加载中...
利用NCycDB数据库从宏基因组中预测氮循环基因
发表于:2021-11-25 | 分类: 生物信息
字数统计: 1.5k | 阅读时长: 7分钟 | 阅读量:

氮(N)循环是地球生态系统中重要的生物地球化学途径的集合,在生态学和环境研究中得到了广泛的关注。目前,鸟枪法宏基因组测序Shotgun metagenome sequencing已被广泛应用于探索负责 N 循环过程的基因家族。NCycDB 是一个手动管理的综合数据库,用于从鸟枪法宏基因组测序数据中快速准确地分析 N 循环基因(亚)家族。 NCycDB 总共包含 68 个基因(亚)家族,涵盖 8 个 N 循环过程,分别具有 95% 和 100% 一致性阈值的 84 759 和 219 146 个代表性序列。数据库中还包含了 1958 个同源直系同源组Homologous orthology groups的序列,以避免由于 “小数据库” 问题导致的假阳性分配。

数据库及脚本

下载

  • 通过 Git

    git clone https://github.com/liaochenlanruo/NCyc.git
  • 通过 wget

    wget https://github.com/liaochenlanruo/NCyc/archive/refs/heads/master.zip

配置

  • 通过 Git 下载的不需要解压,通过 Wget 下载的需要先解压。
  • 修改 NCycProfilter.PL 文件的第 8-13 行中 4 个依赖软件的安装路径。
  • data 目录下的 NCyc_100_2019Jul.7z 解压,将解压得到的 NCyc_100_2019Jul 重命名为 NCyc_100.faa 并移动至 data 目录下。

依赖

  • Blast
  • diamond
  • usearch
  • Perl

输入文件

  • 序列文件
    宏基因组测序得到的 Reads 文件、组装后的序列文件以及通过基因预测后得到的氨基酸序列文件均可。序列文件可以是压缩的,也可以是解压的。

  • 基因组 - 序列数对应文件
    提供一份文本文档,共包含两列,第一列为 样本名称 (即序列文件的名字,不带文件后缀名),第二列为 样本包含的序列数量

预测

perl NCycProfiler.PL -d ./ -m diamond -f faa -s prot -si SI.txt -o Ncycle.out.txt

参数解析:

-d 指定工作目录,即序列文件所在目录。
-m 指定用哪个软件进行序列比对,可选 diamondblastusearch
-f 指定序列文件的后缀名,不需要带 .
-s 指定序列类型,氨基酸为 prot ,核苷酸为 nucl
-si 基因组 - 序列数对应文件
- rs 随机取样大小,如果不指定,将取包含序列最少的样本的序列数
- o 指定输出的文件名称

结果解析

得到的结果文件是一个表格,第一行为随机取样大小。第一列为参与 N 循环的基因名,其他列为各样本含有的对应基因的数量。

可视化

可参考本站另一篇文章 R 语言绘制气泡图 Bubb_Plot 进行数据可视化。

  • 不带分组
setwd("E:/Researches/Xiaqian/NGS/CleanData/宏基因组数据/Result/NCyc")
data <- read.table("Ncycle.out.txt",header = TRUE, sep = "\t")

library(ggplot2)
library(reshape)
data_melt <- melt(data)
names(data_melt) = c("Genes", "Samples", "Abundances")
data_melt <-as.data.frame(data_melt)

# 做主图
bubble <- ggplot(data_melt[which(data_melt$Abundances>0),], aes(x = Samples, y = Genes, size = Abundances, color = Samples)) + geom_point()

* **任务 1**: 请把介绍 NCycDB 氮循环基因预测的那篇文章中从“可参考本站另一篇文章 R 语言绘制气泡图”到“library(reshape)”的内容一字不差地抄录下来。
* **任务 2**: 从介绍 NCycDB 氮循环基因预测的那篇文章最后一句之后接着续写。
下面这些行与本练习毫无关系。

* **所列条目**:
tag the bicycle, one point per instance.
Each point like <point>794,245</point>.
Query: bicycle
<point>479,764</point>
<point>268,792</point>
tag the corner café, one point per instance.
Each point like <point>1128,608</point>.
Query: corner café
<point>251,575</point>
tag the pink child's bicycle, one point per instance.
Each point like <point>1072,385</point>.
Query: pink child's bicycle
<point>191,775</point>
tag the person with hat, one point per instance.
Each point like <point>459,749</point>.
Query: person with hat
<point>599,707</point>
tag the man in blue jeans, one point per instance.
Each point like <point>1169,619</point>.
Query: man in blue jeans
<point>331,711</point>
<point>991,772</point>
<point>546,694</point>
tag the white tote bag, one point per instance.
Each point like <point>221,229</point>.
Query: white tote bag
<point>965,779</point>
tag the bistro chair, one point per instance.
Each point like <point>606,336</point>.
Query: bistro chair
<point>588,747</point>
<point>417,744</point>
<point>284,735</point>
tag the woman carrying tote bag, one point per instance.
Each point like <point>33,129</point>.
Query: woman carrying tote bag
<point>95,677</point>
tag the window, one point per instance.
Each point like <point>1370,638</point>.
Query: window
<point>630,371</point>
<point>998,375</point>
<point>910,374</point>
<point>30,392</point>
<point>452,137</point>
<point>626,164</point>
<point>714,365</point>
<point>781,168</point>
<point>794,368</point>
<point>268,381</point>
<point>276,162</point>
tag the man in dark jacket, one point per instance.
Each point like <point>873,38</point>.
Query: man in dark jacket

* **作答 1**:
可参考本站另一篇文章 R 语言绘制气泡图 Bubb_Plot 进行数据可视化。

  • 不带分组
setwd("E:/Researches/Xiaqian/NGS/CleanData/宏基因组数据/Result/NCyc")
data <- read.table("Ncycle.out.txt",header = TRUE, sep = "\t")

library(ggplot2)
library(reshape)

* **作答 2**:
# 修改细节 — 图注,点大小,点shape
bubble_style <- bubble + theme_classic()+
    labs(
        x = "Sediment layers",
        y = "N cycling genes",
        color="Samples", # 颜色图注名
        size="Abundances")+    # 大小图注名
    scale_size(range = c(0.1, 10), breaks = seq(0.1, 0.6, 0.2)) +  #等比修改圆圈大小
    theme(plot.title=element_text(family="Arial",size=8,
                                  color="red",face="italic",
                                  hjust=0.5,lineheight=0.5),
          plot.subtitle = element_text(hjust = 0.5)) + 
    theme(axis.text.x = element_text(angle = 0, hjust = 0.5))

bubble_style

依据下表获得基因的 PathwaysAnnotation ,随后依据 Pathways 进行分组并绘图。

PathwaysGene (sub) familiesAnnotation
NitrificationamoA_AAmmonia monooxygenase subunit A (archaea)
amoB_AAmmonia monooxygenase subunit B (archaea)
amoC_AAmmonia monooxygenase subunit C (archaea)
amoA_BAmmonia monooxygenase subunit A (bacteria)
amoB_BAmmonia monooxygenase subunit B (bacteria)
amoC_BAmmonia monooxygenase subunit C (bacteria)
haoHydroxylamine dehydrogenase
nxrANitrite oxidoreductase, alpha subunit
nxrBNitrite oxidoreductase, beta subunit
DenitrificationnapAPeriplasmic nitrate reductase NapA
napBCytochrome c-type protein NapB
napCCytochrome c-type protein NapC
narGNitrate reductase
narHNitrate reductase
narJNitrate reductase molybdenum cofactor assembly chaperone
narINitrate reductase gamma subunit
nirKNitrite reductase (NO-forming)
nirSNitrite reductase (NO-forming)
norBNitric oxide reductase subunit B
norCNitric oxide reductase subunit C
nosZNitrous-oxide reductase
narZNitrate reductase 2, alpha subunit
narYNitrate reductase 2, beta subunit
narVNitrate reductase 2, gamma subunit
narWNitrate reductase 2, delta subunit
Assimilatory nitrate reductionnasAAssimilatory nitrate reductase catalytic subunit
nasBAssimilatory nitrate reductase electron transfer subunit
nirAFerredoxin-nitrite reductase
NRNitrate reductase (NAD(P)H)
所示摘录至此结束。